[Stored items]

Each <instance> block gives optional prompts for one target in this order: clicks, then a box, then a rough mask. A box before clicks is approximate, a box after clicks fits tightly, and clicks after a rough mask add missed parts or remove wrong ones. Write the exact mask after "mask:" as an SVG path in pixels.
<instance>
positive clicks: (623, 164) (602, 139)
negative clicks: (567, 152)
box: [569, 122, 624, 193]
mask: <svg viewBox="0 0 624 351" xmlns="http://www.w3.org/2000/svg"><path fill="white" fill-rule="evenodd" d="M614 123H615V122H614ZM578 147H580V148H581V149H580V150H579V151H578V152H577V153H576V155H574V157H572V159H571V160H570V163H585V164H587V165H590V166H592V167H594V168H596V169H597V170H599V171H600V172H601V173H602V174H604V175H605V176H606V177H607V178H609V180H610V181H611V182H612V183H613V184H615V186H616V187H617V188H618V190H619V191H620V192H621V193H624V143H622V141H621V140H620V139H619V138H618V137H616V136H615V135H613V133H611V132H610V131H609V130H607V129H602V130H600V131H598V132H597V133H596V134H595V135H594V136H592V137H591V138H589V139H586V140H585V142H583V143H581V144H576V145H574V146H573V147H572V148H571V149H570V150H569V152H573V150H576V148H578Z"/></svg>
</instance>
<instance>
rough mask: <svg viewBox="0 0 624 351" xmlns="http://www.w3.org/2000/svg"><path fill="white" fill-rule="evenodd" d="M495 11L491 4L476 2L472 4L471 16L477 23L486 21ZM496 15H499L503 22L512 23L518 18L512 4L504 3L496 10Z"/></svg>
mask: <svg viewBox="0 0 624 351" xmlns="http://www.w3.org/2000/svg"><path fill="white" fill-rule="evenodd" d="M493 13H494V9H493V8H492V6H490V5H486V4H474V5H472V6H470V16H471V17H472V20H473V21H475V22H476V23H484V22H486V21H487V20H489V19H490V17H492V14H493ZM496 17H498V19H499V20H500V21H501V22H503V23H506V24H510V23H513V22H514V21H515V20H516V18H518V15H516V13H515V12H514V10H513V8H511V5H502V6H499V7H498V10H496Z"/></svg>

**THE PROBLEM:** Line by line, reproduce the data exactly.

**WRITTEN ANSWER:**
Each <instance> block gives optional prompts for one target in this order: clicks, then a box, then a rough mask. A box before clicks is approximate, a box after clicks fits tightly, and clicks after a rough mask add missed parts or remove wrong ones. Write the exact mask after "mask:" as an SVG path in pixels.
<instance>
positive clicks: (623, 164) (602, 139)
negative clicks: (567, 152)
box: [569, 122, 624, 193]
mask: <svg viewBox="0 0 624 351" xmlns="http://www.w3.org/2000/svg"><path fill="white" fill-rule="evenodd" d="M614 123H615V122H614ZM578 147H580V148H581V149H580V150H579V151H578V152H577V153H576V155H574V157H572V159H571V160H570V163H585V164H587V165H590V166H592V167H594V168H596V169H597V170H599V171H600V172H601V173H602V174H604V175H605V176H606V177H607V178H609V180H610V181H611V182H612V183H613V184H615V186H616V187H617V188H618V190H619V191H620V192H621V193H624V143H622V141H621V140H620V139H619V138H618V137H616V136H615V135H613V133H611V132H610V131H609V130H607V129H602V130H600V131H598V132H597V133H596V134H595V135H594V136H592V137H591V138H589V139H586V140H585V142H583V143H581V144H576V145H574V146H573V147H572V148H571V149H570V150H569V152H573V150H576V148H578Z"/></svg>
</instance>
<instance>
rough mask: <svg viewBox="0 0 624 351" xmlns="http://www.w3.org/2000/svg"><path fill="white" fill-rule="evenodd" d="M495 11L491 4L476 2L472 4L471 16L477 23L486 21ZM496 15H499L503 22L512 23L518 18L512 4L504 3L496 10Z"/></svg>
mask: <svg viewBox="0 0 624 351" xmlns="http://www.w3.org/2000/svg"><path fill="white" fill-rule="evenodd" d="M493 13H494V9H493V8H492V6H490V5H486V4H474V5H472V6H470V16H471V17H472V20H473V21H475V22H476V23H484V22H486V21H487V20H489V19H490V17H492V14H493ZM496 17H498V19H499V20H500V21H501V22H503V23H506V24H510V23H513V22H514V21H515V20H516V18H518V15H516V13H515V12H514V10H513V8H511V5H502V6H499V7H498V10H496Z"/></svg>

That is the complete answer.